··· Dataset rows

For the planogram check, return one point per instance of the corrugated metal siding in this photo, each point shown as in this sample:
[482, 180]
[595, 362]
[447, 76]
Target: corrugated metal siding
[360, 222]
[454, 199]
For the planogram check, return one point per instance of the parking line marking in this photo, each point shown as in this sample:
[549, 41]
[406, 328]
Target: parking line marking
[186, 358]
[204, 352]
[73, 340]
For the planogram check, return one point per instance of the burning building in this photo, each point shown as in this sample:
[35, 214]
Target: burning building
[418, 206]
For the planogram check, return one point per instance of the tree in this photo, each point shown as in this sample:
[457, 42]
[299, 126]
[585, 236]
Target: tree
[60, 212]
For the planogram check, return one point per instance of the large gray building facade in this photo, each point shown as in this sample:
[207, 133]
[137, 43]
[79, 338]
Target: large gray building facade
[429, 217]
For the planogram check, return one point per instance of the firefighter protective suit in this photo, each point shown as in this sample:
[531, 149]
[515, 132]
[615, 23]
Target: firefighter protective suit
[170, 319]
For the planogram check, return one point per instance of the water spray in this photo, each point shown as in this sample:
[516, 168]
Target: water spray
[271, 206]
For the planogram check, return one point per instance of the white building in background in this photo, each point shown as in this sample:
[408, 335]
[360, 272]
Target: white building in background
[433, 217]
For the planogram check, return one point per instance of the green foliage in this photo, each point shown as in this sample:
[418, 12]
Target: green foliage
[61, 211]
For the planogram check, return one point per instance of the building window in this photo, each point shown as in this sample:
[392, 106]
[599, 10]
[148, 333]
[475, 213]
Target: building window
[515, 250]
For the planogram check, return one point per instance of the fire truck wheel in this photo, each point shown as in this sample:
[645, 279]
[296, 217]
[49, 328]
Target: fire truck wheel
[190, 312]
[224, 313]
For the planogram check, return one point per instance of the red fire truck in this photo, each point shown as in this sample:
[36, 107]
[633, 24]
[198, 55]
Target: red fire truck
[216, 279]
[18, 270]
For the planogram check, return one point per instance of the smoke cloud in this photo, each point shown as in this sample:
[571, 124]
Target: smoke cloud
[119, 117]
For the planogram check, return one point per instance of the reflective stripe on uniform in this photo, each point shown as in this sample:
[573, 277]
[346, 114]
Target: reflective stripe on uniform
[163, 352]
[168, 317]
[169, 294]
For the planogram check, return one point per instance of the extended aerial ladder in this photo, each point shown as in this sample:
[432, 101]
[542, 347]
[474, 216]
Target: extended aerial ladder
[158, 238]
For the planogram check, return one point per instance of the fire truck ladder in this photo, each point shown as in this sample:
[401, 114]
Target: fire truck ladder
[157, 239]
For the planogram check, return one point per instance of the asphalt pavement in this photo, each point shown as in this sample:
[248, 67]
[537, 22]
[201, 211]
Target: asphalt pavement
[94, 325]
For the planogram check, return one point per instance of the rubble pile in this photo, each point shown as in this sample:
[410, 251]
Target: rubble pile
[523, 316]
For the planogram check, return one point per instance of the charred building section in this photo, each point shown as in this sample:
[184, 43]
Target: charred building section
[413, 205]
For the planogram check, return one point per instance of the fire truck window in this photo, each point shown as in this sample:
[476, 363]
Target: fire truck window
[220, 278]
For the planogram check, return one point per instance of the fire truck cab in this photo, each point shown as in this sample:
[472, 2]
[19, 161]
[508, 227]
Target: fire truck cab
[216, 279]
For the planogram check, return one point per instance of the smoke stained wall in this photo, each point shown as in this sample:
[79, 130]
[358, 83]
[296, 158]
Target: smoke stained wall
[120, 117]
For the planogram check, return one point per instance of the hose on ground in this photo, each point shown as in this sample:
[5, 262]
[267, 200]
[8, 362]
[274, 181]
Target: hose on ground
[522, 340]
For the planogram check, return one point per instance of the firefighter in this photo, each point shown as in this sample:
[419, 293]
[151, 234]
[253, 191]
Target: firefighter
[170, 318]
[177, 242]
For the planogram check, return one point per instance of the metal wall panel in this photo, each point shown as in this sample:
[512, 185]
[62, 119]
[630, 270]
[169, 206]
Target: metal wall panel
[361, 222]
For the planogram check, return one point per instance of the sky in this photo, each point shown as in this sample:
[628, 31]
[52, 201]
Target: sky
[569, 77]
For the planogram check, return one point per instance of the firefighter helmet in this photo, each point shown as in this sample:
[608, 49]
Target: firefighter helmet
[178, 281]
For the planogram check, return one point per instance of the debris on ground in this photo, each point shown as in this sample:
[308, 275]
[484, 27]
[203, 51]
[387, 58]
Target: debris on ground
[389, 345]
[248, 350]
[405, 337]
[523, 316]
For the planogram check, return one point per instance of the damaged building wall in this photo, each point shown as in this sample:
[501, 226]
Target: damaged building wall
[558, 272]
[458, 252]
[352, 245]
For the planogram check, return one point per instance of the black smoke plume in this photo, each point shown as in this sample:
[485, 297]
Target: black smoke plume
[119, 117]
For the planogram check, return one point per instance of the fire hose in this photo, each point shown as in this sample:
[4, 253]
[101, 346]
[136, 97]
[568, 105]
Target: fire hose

······

Aim: Quote the entire listing above exactly.

Correct answer:
For the planogram check, return one point per instance of the corrugated metal siding in this photo, each point shown as in this sample:
[482, 180]
[595, 362]
[447, 76]
Target: corrugated metal siding
[360, 222]
[454, 199]
For the planogram check, return one point per instance of the parking line marking in this photo, each point shown as in this sample:
[549, 41]
[406, 328]
Target: parking line marking
[186, 358]
[204, 352]
[73, 340]
For the planogram check, return one point per instance of the burning building in this photo, each point shown as in this sample:
[35, 214]
Target: burning building
[418, 206]
For the planogram check, return one point per instance of the tree in this photo, each point shown as in this sample:
[457, 42]
[299, 126]
[585, 236]
Target: tree
[60, 212]
For the planogram check, return one point per instance of the large gray building facade in this photo, each point shown as in this sample:
[207, 133]
[137, 43]
[79, 338]
Target: large gray building facade
[429, 217]
For the planogram check, return one point per instance of the firefighter protective suit in this photo, each point shown as in this sample:
[531, 149]
[515, 132]
[615, 23]
Target: firefighter protective suit
[170, 319]
For the planogram check, return one point per instance of the water spray in this photo, each point shown as in this sample:
[516, 168]
Target: water spray
[271, 206]
For the planogram check, return one point per instance of the white building in background in this photo, each point shown as in this sample:
[408, 335]
[360, 272]
Target: white building in background
[433, 217]
For the planogram check, return one point per instance of the green foliage in this photo, each point shown as in this sample:
[418, 12]
Target: green foliage
[61, 211]
For the planogram check, return one point per instance of the building window in this photo, each point shown as in this sample:
[392, 106]
[599, 10]
[148, 333]
[475, 213]
Target: building window
[515, 250]
For the planogram check, return one point per instance of the fire truck wheel in this photo, each point shown as in this sample:
[645, 279]
[296, 217]
[49, 328]
Target: fire truck wheel
[190, 312]
[224, 313]
For the planogram check, return one point per instance of the red fire truck in this photo, each point shown as in this sample:
[36, 107]
[633, 24]
[198, 55]
Target: red fire truck
[216, 279]
[18, 270]
For the planogram check, return one point per instance of the smoke cloud in this photo, each point shown as in this sample:
[571, 124]
Target: smoke cloud
[119, 117]
For the planogram check, return one point per instance of the reflective stripe on uniform in this photo, each point shown as in this sample:
[573, 277]
[346, 114]
Target: reflective stripe on uniform
[163, 352]
[168, 317]
[169, 294]
For the planogram check, return one point per instance of the extended aerial ladder in this photo, each point shown as in this sample:
[432, 101]
[542, 347]
[474, 216]
Target: extended aerial ladder
[158, 238]
For the planogram check, return one point per instance of the fire truck ladder in this photo, each point shown as in this sample:
[401, 114]
Target: fire truck ladder
[157, 239]
For the planogram check, return one point per instance of the asphalt pavement in this photo, each point shown as in this sample:
[248, 67]
[537, 22]
[201, 211]
Target: asphalt pavement
[94, 325]
For the planogram check, return one point per instance of the rubble pile in this photo, each point shown as in this sample:
[410, 251]
Target: rubble pile
[523, 316]
For the planogram check, return one point per instance of the charred building section in this photo, each point shown as in this sample:
[184, 43]
Target: charred building section
[413, 205]
For the planogram check, return one point per instance of the fire truck window in this photo, each point shown as in this sample:
[476, 363]
Target: fire truck window
[220, 278]
For the planogram check, return one point per instance of the fire truck cab in this photo, each point shown as in this sample:
[472, 2]
[19, 161]
[508, 227]
Target: fire truck cab
[216, 279]
For the planogram check, return one point per instance of the smoke stained wall in this photo, each point shown as in this sample:
[79, 130]
[358, 83]
[296, 158]
Target: smoke stained wall
[120, 117]
For the planogram check, return one point per instance of the hose on ground in this photo, each point shown as in this sample:
[5, 262]
[267, 200]
[8, 362]
[274, 181]
Target: hose on ground
[522, 340]
For the planogram check, return one point per instance of the firefighter in this photo, each point shown as in this sample:
[419, 293]
[151, 234]
[253, 191]
Target: firefighter
[170, 318]
[177, 242]
For the planogram check, return one point per instance of the metal wall panel in this photo, each point shown as in this sample:
[512, 185]
[62, 119]
[630, 270]
[169, 206]
Target: metal wall panel
[361, 222]
For the planogram check, return one point per instance of the sky in this photo, each point shown as in this sample:
[628, 31]
[52, 201]
Target: sky
[569, 77]
For the planogram check, return one point per instance of the firefighter helmet in this photo, each point shown as in this sample:
[608, 49]
Target: firefighter helmet
[178, 281]
For the planogram check, return one point per instance of the debris on ground in this photo, each point shown as in this sample:
[308, 275]
[484, 27]
[203, 51]
[387, 58]
Target: debris on ground
[389, 345]
[248, 350]
[405, 337]
[523, 316]
For the planogram check, return one point per instance of the damaged building wall in this photo, each point shown as in this sample:
[501, 226]
Target: damaged building wall
[558, 272]
[458, 252]
[352, 245]
For the planogram check, return one point per instance of the black smoke plume in this photo, each point shown as in this sample:
[485, 297]
Target: black smoke plume
[119, 117]
For the planogram check, return one point per instance of the fire hose in this photo, each point shown as in this sample:
[4, 253]
[101, 346]
[136, 97]
[568, 105]
Target: fire hose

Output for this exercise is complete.